__Task to complete__
Rewrite the lines below as a JSON list of strings, one string per line, leaving out blank lines.

++++++

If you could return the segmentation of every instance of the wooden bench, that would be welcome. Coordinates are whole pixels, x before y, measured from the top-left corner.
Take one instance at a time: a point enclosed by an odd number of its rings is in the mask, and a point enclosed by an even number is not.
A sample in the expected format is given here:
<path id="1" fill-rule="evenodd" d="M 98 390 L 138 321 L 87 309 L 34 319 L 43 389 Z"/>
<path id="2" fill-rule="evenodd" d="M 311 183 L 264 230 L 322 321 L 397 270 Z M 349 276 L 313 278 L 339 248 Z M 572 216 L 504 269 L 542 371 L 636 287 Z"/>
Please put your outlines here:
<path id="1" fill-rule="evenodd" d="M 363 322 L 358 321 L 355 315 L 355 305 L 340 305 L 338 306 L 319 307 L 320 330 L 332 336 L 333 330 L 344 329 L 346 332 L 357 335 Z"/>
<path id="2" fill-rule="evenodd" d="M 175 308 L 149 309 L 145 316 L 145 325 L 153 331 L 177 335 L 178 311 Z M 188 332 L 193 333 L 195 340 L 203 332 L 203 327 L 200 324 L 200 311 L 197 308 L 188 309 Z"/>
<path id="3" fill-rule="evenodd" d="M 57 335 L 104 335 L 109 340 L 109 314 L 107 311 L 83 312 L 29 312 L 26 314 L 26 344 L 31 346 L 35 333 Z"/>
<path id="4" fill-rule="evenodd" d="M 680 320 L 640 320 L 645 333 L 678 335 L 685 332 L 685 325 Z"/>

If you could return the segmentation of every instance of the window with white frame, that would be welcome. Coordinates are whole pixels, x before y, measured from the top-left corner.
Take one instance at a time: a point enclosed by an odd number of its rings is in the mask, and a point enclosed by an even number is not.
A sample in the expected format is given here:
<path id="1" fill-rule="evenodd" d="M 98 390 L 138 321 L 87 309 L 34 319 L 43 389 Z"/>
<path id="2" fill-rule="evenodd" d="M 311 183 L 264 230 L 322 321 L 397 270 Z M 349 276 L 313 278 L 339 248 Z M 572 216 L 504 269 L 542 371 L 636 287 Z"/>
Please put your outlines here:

++++++

__Response__
[
  "If you could return the segmentation of every instance of the wooden bench, that would be welcome. Coordinates are whole pixels, x before y, measured from the top-left corner.",
  "Take one instance at a time: a point enclosed by an odd number of its rings is in the mask, and a point enclosed by an even number is not.",
  "A sample in the expected format is given here:",
  "<path id=\"1\" fill-rule=\"evenodd\" d=\"M 98 390 L 138 321 L 87 309 L 34 319 L 43 389 Z\"/>",
  "<path id=\"2\" fill-rule=\"evenodd\" d=\"M 311 183 L 264 230 L 322 321 L 397 270 Z M 349 276 L 313 278 L 339 248 Z M 572 216 L 504 269 L 542 371 L 636 287 Z\"/>",
  "Please put your outlines here:",
  "<path id=\"1\" fill-rule=\"evenodd\" d=\"M 363 322 L 358 321 L 355 315 L 355 305 L 340 305 L 338 306 L 319 307 L 320 330 L 332 336 L 333 330 L 344 329 L 346 332 L 357 335 Z\"/>",
  "<path id=\"2\" fill-rule=\"evenodd\" d=\"M 175 308 L 149 309 L 145 316 L 145 325 L 153 331 L 177 335 L 178 311 Z M 188 332 L 193 333 L 195 340 L 203 332 L 203 327 L 200 324 L 200 311 L 197 308 L 188 309 Z\"/>",
  "<path id=\"3\" fill-rule=\"evenodd\" d=\"M 57 335 L 104 335 L 109 340 L 109 314 L 107 311 L 83 312 L 29 312 L 26 314 L 26 344 L 31 346 L 35 333 Z\"/>",
  "<path id=\"4\" fill-rule=\"evenodd\" d=\"M 680 320 L 640 320 L 645 333 L 678 335 L 685 332 L 685 325 Z\"/>",
  "If you could return the segmentation of every instance of the window with white frame, that would be welcome. Coordinates are whole pixels, x before y, measured from the top-left corner.",
  "Take one instance at a time: a point enclosed by an odd number of its rings is in the mask, and a point enclosed by an even number is not.",
  "A sample in the expected format is given here:",
  "<path id=\"1\" fill-rule=\"evenodd\" d=\"M 98 390 L 138 321 L 87 309 L 34 319 L 43 389 Z\"/>",
  "<path id=\"2\" fill-rule=\"evenodd\" d=\"M 311 183 L 264 230 L 322 321 L 397 270 Z M 349 276 L 313 278 L 339 248 Z M 572 216 L 504 269 L 542 371 L 636 287 Z\"/>",
  "Please put your outlines here:"
]